**Stated goal a:** According to the forum thread, what horsepower figure is given for the Mercedes Benz SL 65 AMG?

____ Page excerpt

# ferrari f430 vs mercedes sl65 amg



## italianman1987 (May 8, 2004)

Ferrari F430

Price Tag: $160,000.00 Basic Version , $180.000.00 F1 Version

Restriction: Must have owned a Ferrari of some kind in order to be able to Purchase the car. Basically think of it as paying for two cars but getting one. Also a 2 year waiting list. It has reduced ever since the Dealers recieved the memo from ferrari regardin the fact that a person must have owned a ferrari in order to buy the F430. They have cancled all the non ellagble customers so from five years its two now.

Specialty: Its A FERRARI

Horse Power: 490HP

0-60: 3.9 SEC

Mercedes Benz SL 65 AMG

Price Tag: $180.000.00 Basic $195.000.00 Fully loaded

Restriction:. None. You go to your Mercedes dealer, you put a deposit down and take it home after 3 Months. Or, if they have one that you like. You buy it righ there.

Specialty: Not a bad car. Mercedes, Pretty well known brand. Also with that 190 you get your self a complete car that has NAVI and leather and everything.

Horse Power: 604HP

0-60: 4.0

What Do You guys Think? Which one?


----------



## Nando (Feb 5, 2004)

italianman1987 said:


> What Do You guys Think? Which one?


'Other Marques' forum? :roll:

...put me down for a 430


----------



## YELLOW_TT (Feb 25, 2004)

i was going to get one of each but ive check my loto numbers and am sticking with the tt 8)


----------



## vlastan (May 6, 2002)

YELLOW_TT said:


> i was going to get one of each but ive check my loto numbers and am sticking with the tt 8)


I prefer the SL, but would love to have both. Unfortunately my garage is full. :lol:


----------



## agenTT (May 8, 2004)

Ferrari, Of course. Better performance, I would say and because it is a Ferrari.


----------



## b3ves (May 6, 2002)

Ferrari every time. If you fancy the Mercedes, go for the SL55 AMG and save yourself a heap of money.


----------



## L8_0RGY (Sep 12, 2003)

Ferrari anyday, just for the name, but its obviously a problem if you haven't owned one before.

________
____ Given information

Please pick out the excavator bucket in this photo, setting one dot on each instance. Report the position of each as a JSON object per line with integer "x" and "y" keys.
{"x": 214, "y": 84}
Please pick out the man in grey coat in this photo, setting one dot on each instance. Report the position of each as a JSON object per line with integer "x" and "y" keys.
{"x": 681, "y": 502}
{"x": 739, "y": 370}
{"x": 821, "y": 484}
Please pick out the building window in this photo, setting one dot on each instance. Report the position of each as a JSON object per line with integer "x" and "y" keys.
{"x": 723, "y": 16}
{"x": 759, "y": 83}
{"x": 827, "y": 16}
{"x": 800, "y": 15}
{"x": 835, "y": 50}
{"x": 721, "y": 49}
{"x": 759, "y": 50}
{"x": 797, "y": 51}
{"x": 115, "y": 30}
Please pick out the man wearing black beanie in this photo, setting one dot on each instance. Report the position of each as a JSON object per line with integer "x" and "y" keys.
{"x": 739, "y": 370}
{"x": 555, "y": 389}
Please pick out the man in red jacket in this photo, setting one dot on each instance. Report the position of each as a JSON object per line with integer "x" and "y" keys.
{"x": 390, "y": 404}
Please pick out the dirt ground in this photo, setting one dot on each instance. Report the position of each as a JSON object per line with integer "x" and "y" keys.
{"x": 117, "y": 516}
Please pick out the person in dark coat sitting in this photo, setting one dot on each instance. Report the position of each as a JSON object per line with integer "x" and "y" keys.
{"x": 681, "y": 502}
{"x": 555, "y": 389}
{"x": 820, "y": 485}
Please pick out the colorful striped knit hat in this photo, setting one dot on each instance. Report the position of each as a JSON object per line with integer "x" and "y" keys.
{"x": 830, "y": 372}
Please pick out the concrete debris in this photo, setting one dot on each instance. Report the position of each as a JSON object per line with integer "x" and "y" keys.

________

**Stated goal b:** Format the location labeling rows, from the line containing "Please pick out the colorful" through the end of the rows, as a Markdown table with the columns No. and Line. Leave out blank lines.

**Worked answer a:** 604HP

**Worked answer b:**
| No. | Line |
|---|---|
| 1 | Please pick out the colorful striped knit hat in this photo, setting one dot on each instance. Report the position of each as a JSON object per line with integer "x" and "y" keys. |
| 2 | {"x": 830, "y": 372} |
| 3 | Please pick out the concrete debris in this photo, setting one dot on each instance. Report the position of each as a JSON object per line with integer "x" and "y" keys. |